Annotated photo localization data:
----
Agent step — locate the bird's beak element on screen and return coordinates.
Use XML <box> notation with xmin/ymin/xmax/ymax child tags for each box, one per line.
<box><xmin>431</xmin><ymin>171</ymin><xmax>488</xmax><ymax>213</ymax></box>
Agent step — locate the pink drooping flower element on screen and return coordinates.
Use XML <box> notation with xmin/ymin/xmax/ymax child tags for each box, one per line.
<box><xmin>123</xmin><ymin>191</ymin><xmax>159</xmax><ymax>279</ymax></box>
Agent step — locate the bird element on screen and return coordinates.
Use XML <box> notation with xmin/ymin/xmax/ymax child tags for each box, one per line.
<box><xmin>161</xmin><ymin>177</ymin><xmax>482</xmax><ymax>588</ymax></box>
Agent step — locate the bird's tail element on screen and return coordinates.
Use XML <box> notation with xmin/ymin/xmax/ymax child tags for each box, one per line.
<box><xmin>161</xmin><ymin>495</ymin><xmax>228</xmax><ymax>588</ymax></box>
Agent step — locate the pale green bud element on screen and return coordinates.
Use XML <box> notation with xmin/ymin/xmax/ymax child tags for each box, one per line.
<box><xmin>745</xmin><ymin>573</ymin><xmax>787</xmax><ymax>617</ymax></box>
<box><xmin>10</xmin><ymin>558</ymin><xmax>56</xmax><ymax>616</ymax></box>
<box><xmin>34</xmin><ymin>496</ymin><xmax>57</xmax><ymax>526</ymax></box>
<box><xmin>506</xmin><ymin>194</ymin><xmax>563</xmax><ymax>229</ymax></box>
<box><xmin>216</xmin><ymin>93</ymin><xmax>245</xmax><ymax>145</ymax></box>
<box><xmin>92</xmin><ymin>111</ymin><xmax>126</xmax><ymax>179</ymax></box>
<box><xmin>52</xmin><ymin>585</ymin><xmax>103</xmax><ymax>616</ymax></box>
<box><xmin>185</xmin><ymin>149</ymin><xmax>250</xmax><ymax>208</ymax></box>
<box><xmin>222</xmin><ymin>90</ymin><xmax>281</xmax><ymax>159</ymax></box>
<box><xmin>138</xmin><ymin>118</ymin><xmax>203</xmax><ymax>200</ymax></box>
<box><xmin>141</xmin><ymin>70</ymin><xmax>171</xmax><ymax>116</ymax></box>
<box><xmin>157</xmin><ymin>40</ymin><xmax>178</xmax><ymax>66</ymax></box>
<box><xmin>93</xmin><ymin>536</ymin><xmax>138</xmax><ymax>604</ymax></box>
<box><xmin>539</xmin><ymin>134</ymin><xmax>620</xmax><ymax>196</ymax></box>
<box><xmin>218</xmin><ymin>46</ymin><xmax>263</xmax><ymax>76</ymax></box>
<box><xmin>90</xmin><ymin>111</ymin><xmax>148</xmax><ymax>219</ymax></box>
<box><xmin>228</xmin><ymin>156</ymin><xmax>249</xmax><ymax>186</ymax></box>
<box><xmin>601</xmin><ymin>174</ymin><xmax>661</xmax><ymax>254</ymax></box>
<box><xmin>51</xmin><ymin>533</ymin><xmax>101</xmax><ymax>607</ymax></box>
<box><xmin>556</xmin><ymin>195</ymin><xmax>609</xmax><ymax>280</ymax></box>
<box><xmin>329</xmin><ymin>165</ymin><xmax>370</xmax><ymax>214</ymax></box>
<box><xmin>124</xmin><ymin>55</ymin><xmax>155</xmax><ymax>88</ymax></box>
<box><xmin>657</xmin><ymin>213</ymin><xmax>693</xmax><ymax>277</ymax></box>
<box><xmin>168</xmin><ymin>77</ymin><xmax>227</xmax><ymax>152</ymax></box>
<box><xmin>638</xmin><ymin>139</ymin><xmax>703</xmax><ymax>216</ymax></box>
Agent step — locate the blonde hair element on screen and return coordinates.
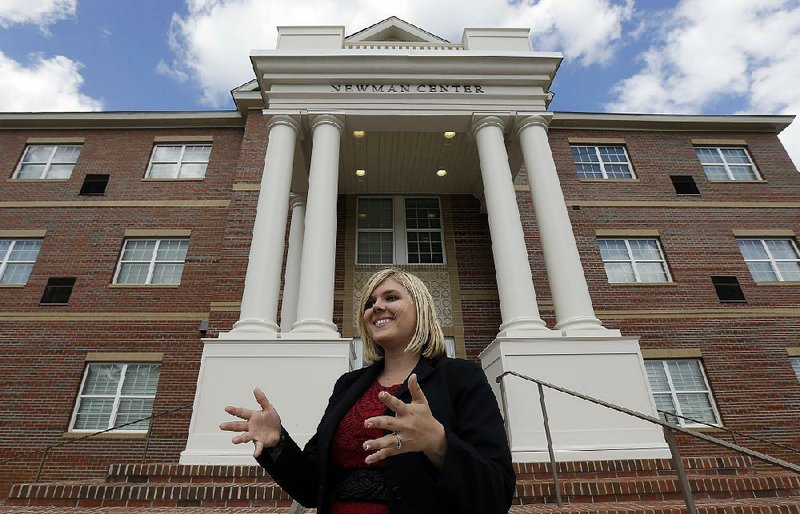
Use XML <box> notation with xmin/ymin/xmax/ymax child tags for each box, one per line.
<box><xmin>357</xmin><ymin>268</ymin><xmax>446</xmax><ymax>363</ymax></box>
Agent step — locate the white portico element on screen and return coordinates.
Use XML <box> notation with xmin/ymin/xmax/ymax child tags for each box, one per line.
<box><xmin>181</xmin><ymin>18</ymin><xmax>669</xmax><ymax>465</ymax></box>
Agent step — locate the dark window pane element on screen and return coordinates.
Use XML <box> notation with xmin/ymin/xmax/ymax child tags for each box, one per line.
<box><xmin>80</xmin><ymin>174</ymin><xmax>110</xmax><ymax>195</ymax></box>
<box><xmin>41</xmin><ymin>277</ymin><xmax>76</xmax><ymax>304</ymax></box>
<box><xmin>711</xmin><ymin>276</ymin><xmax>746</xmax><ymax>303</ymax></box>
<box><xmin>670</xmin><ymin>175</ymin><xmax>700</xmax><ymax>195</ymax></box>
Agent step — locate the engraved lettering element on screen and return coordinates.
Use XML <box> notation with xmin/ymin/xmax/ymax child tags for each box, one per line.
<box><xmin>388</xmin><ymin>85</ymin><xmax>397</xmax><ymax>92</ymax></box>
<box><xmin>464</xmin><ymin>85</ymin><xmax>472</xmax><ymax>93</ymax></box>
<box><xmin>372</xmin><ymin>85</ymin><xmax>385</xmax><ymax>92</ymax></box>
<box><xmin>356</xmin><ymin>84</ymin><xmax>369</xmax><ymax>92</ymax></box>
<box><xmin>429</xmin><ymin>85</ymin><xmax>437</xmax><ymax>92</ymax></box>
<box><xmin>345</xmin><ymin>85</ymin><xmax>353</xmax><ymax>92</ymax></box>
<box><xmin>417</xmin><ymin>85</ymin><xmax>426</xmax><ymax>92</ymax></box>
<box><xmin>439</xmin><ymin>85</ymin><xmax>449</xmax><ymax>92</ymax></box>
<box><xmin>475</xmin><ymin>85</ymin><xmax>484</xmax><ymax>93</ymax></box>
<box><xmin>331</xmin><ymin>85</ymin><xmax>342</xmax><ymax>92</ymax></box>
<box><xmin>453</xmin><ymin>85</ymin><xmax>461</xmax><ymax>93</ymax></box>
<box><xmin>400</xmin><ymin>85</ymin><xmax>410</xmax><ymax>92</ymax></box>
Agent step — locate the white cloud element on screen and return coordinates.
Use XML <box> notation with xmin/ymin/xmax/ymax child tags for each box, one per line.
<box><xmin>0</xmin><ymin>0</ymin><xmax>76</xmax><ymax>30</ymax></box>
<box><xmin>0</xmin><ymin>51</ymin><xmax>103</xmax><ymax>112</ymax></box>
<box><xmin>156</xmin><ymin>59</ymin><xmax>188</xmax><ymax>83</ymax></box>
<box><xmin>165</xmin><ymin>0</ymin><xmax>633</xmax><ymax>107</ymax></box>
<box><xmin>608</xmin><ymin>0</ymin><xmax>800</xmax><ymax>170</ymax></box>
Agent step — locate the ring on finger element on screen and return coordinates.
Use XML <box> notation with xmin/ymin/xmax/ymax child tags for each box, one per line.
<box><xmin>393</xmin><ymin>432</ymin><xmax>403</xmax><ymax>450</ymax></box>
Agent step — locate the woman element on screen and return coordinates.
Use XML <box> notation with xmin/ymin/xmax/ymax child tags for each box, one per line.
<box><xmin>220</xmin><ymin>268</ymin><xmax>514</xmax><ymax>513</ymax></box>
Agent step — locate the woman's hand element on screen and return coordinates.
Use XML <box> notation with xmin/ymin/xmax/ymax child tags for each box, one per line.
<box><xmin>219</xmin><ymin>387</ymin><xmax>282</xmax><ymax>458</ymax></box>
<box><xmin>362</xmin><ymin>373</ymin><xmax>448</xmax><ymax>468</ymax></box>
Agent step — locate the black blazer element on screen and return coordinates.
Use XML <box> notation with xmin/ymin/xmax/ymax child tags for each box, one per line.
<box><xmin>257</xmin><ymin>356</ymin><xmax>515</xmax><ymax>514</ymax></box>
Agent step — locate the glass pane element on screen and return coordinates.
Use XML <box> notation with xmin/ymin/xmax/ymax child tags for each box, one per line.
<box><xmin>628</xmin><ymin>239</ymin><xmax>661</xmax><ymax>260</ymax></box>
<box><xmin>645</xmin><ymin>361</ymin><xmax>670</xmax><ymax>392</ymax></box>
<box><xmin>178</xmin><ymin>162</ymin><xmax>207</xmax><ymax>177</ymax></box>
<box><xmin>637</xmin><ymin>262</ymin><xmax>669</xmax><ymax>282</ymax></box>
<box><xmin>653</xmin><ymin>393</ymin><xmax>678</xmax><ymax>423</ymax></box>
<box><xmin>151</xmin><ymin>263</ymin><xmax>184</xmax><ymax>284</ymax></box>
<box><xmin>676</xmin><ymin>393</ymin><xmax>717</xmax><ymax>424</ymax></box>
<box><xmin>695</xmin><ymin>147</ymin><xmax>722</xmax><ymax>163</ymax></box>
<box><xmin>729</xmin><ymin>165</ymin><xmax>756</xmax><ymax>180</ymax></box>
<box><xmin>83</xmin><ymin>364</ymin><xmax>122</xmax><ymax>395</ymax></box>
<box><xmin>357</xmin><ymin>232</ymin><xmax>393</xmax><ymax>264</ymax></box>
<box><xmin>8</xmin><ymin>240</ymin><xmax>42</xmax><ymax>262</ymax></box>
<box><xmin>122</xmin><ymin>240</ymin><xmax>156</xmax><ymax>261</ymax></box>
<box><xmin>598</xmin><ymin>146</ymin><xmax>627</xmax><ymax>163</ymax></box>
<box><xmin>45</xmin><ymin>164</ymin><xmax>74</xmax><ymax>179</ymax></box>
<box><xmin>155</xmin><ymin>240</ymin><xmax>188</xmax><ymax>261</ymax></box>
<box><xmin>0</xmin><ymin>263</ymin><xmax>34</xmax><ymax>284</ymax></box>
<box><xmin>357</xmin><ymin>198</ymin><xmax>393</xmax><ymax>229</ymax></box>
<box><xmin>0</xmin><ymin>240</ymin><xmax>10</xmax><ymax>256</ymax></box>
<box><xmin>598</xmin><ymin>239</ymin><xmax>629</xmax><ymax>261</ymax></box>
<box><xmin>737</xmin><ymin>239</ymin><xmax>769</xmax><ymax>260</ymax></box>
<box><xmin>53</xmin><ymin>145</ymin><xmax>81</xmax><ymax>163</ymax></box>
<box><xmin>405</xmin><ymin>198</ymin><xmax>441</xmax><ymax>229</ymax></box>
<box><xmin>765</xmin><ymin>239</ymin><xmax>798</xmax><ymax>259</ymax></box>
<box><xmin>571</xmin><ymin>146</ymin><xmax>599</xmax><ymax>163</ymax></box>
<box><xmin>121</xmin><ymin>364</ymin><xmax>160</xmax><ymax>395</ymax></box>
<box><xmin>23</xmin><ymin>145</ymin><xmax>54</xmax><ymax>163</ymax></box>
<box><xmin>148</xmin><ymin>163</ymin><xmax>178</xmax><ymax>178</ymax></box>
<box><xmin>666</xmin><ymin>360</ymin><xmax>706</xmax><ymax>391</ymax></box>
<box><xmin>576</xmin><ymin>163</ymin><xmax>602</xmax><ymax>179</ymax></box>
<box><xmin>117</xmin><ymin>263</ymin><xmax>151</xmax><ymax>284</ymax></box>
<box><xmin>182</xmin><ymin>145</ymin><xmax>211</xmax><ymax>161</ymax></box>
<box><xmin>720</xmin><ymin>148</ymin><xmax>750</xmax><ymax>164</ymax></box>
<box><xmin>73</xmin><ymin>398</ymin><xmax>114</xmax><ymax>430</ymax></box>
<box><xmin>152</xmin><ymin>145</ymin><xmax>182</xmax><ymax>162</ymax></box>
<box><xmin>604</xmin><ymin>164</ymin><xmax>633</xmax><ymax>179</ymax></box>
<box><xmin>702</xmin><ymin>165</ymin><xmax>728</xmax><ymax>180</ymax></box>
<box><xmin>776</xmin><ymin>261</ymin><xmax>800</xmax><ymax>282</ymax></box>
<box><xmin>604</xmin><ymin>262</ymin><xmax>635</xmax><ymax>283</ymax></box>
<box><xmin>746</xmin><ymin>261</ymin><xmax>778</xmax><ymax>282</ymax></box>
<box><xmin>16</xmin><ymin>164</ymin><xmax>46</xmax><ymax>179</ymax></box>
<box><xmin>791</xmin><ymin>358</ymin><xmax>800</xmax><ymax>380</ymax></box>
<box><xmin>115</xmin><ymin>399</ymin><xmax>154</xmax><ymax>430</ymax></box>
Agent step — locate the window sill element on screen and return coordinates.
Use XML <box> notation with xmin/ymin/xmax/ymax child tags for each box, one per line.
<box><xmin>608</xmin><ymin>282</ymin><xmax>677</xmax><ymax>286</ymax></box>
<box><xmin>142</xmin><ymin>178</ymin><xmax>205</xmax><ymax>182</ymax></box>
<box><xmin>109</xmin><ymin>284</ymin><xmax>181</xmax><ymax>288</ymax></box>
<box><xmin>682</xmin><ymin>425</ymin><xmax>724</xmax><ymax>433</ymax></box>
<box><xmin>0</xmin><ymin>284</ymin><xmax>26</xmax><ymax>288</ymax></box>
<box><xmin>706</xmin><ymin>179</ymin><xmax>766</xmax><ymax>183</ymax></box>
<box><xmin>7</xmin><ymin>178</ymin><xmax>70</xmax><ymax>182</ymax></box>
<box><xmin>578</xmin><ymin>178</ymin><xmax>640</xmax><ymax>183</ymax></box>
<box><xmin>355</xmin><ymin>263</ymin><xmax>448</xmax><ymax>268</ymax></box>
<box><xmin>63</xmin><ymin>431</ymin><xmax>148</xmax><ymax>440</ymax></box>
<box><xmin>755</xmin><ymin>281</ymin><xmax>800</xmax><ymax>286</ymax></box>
----
- _ABOUT THIS EXERCISE_:
Reproduce exactly the lines from the beginning of the entries above up to and including the line that contains "Agent step — locate the pale".

- _RESPONSE AREA_:
Agent step — locate the bird's beak element on screen and return coordinates.
Use XML <box> notation with xmin/ymin/xmax/ymax child tags for each box, one per line.
<box><xmin>431</xmin><ymin>171</ymin><xmax>488</xmax><ymax>213</ymax></box>
Agent step — locate the pink drooping flower element on screen and return coordinates.
Use XML <box> notation with xmin/ymin/xmax/ymax child tags for each box, one per line.
<box><xmin>123</xmin><ymin>191</ymin><xmax>159</xmax><ymax>279</ymax></box>
Agent step — locate the bird element on screen and return coordinates.
Use XML <box> notation with xmin/ymin/xmax/ymax child tags for each box, one per line.
<box><xmin>161</xmin><ymin>177</ymin><xmax>482</xmax><ymax>588</ymax></box>
Agent step — locate the bird's tail element on screen and return coordinates.
Use XML <box> notation with xmin/ymin/xmax/ymax child tags for each box, one per line.
<box><xmin>161</xmin><ymin>495</ymin><xmax>228</xmax><ymax>588</ymax></box>
Agent step — locate the pale green bud element on screen and return coordinates.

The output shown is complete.